RECORDS PROVIDED:
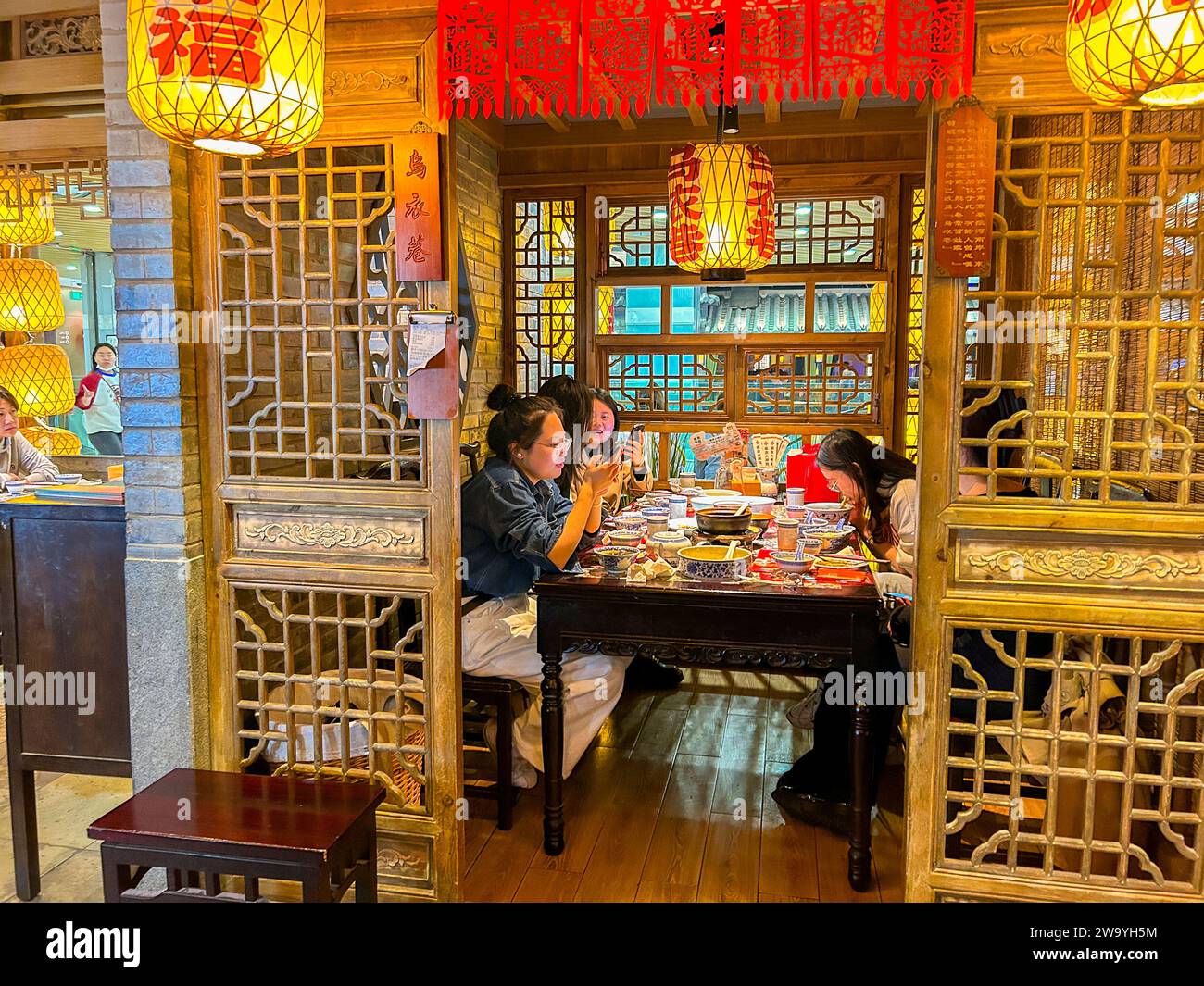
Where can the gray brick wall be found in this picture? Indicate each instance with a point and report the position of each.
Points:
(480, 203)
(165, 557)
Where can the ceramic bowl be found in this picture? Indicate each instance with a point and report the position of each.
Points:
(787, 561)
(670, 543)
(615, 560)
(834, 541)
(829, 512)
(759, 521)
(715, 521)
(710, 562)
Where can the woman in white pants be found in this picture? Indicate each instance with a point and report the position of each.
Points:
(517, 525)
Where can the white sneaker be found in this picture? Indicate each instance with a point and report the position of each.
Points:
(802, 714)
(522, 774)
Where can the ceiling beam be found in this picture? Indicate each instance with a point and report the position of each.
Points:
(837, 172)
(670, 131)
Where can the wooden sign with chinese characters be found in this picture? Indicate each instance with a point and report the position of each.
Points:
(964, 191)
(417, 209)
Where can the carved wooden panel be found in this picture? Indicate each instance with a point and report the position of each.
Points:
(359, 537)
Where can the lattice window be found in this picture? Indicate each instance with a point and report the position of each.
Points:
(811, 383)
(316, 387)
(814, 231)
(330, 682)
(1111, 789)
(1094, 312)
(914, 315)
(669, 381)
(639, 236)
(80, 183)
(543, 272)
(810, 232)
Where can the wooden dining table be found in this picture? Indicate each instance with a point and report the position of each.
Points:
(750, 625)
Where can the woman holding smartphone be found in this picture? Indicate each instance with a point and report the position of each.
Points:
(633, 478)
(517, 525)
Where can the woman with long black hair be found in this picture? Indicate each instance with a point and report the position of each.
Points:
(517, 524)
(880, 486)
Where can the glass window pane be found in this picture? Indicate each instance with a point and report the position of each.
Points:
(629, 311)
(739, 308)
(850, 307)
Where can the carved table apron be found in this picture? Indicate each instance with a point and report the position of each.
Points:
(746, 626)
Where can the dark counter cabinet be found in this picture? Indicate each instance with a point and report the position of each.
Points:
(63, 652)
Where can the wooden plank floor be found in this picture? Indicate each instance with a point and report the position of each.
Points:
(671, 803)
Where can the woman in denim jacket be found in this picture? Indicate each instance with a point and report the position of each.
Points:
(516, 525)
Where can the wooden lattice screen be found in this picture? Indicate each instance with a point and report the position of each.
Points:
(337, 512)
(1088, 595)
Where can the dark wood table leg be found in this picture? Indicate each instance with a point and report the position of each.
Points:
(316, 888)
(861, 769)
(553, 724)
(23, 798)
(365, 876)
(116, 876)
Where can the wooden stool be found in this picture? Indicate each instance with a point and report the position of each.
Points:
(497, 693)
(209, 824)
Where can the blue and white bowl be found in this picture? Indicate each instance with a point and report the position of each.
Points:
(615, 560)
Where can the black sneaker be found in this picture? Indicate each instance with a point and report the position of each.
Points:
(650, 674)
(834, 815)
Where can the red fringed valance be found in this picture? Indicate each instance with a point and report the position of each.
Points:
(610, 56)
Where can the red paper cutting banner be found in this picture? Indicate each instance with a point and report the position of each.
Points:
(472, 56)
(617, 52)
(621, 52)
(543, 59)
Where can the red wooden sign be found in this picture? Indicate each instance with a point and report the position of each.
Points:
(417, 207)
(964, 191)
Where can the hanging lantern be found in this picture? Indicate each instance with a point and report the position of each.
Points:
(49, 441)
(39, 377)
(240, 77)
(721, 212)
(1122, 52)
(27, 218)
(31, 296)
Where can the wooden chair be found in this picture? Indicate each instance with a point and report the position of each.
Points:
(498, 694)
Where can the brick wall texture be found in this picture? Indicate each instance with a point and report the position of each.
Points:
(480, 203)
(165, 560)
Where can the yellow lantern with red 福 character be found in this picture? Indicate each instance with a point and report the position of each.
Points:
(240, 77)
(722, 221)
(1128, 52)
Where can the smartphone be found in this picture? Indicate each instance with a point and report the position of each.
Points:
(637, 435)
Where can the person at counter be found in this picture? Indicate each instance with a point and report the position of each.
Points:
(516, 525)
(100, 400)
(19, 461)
---
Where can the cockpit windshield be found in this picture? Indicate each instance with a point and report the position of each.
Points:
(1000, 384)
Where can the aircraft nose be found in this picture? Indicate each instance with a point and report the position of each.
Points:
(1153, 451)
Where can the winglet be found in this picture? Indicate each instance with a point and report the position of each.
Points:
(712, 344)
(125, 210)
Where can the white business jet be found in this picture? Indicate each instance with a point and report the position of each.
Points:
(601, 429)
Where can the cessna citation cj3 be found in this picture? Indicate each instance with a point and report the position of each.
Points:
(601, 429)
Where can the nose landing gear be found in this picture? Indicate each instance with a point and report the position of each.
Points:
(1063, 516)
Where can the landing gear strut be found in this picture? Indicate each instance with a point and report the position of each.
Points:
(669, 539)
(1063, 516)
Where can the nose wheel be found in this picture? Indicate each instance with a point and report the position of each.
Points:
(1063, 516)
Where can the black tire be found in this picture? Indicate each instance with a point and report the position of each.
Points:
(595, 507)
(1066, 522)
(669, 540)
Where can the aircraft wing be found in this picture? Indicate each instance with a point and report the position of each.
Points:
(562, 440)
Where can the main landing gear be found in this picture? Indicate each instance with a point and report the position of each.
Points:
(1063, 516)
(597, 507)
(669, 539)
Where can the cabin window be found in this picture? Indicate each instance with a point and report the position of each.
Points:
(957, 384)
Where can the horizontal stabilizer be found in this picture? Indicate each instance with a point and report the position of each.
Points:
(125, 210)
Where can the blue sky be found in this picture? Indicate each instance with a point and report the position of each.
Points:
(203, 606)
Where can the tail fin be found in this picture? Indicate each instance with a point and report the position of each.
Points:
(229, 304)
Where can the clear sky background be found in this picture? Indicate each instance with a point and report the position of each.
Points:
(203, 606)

WHAT THE TASK REQUIRES: Write out exactly the lines above between the line with "Where can the gray" and the line with "Where can the lattice", inclusive, and nothing beyond them.

EXERCISE RESULT:
Where can the gray brick wall be found in this picture? Indicate each instance with a point and report the position of each.
Points:
(480, 203)
(165, 557)
Where can the ceramic bowl be found in this picture? Indicate each instance with a point and report the position of each.
Points:
(787, 561)
(670, 543)
(615, 560)
(834, 541)
(829, 512)
(759, 521)
(715, 521)
(710, 562)
Where can the woman in white pants be found in this picture? Indicate each instance with a point and report the position of each.
Points:
(517, 525)
Where can the white sneaker be found in this picture? Indicate each instance with a point and report the position of each.
Points:
(802, 714)
(522, 774)
Where can the ceiling beam be found in this picture? Indicate each instance with a point and report the position of each.
Points:
(837, 172)
(670, 131)
Where can the wooden sign with chinese characters be found in this picture? Indicate each instance with a point and report the position of each.
Points:
(964, 191)
(417, 209)
Where can the carved wooden panel be found in this picture? Indicate each instance with a point and report the position of each.
Points:
(359, 537)
Where can the lattice window be found in this picture? Indicate each instance with a point and report the position of each.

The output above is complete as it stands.